[Texte fourni]

En France, c’est l’attitude inverse qui domine. On s’est intéressé à la question du plomb mais aussi de l’amiante dans le monde du travail avant d’envisager un éventuel impact environnemental. Il n’y a pas d’explication simple à ce phénomène. Toutefois, on a parlé de « moment 1900 » pour la France. Se produit alors avec la IIIe République et le vote des premières lois sociales une conjonction sociopolitique unique. C’est par ce prisme professionnel qu’on envisage peu à peu les pathologies environnementales. Durant mon travail de recherche, je n’ai toutefois rien lu sur le volet du saturnisme environnemental, y compris sur la question des enfants qui ingèrent des débris de peinture au plomb dans ces années-là à l’exception du chimiste Jules-Louis Breton à l’origine de la loi d’interdiction du plomb qui avait mené des expériences avec un chat. Il faudra ensuite attendre les années 1980 pour soulever l’intérêt de la population. Mais la prise de conscience s’est opérée lentement. Les autorités avaient d’abord invoqué des pratiques culturelles pour expliquer le saturnisme avant de reconnaître le seul coupable, à savoir le plomb dans les peintures.

[/Texte fourni]
[Données enregistrées]

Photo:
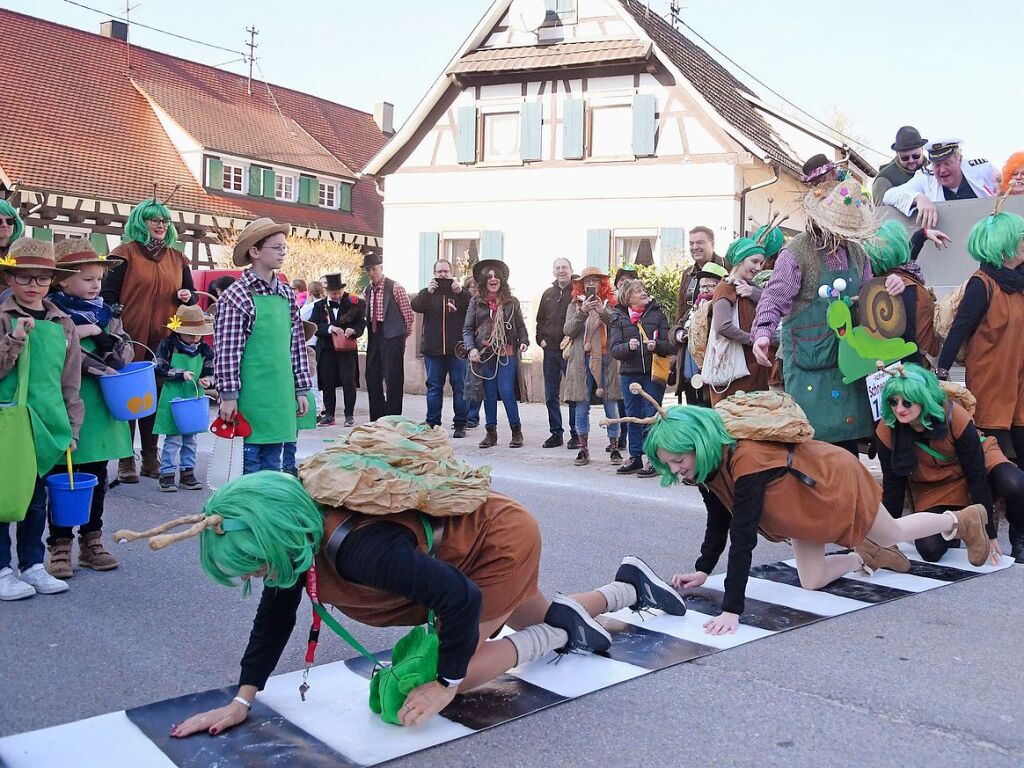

[/Données enregistrées]

_Consigne_
Répondez à ces questions sur le texte consacré au saturnisme en France :
1. Dans quel domaine s'est-on d'abord penché sur le plomb et l'amiante en France ?
2. Quel chimiste a mené des expériences avec un chat ?
3. À partir de quelle décennie l'intérêt de la population a-t-il été soulevé ?
Seul le texte fourni sert de source pour répondre.

_Réponse attendue_
1. On s'est d'abord penché sur le plomb et l'amiante dans le monde du travail.
2. Il s'agit du chimiste Jules-Louis Breton.
3. L'intérêt de la population a été soulevé dans les années 1980.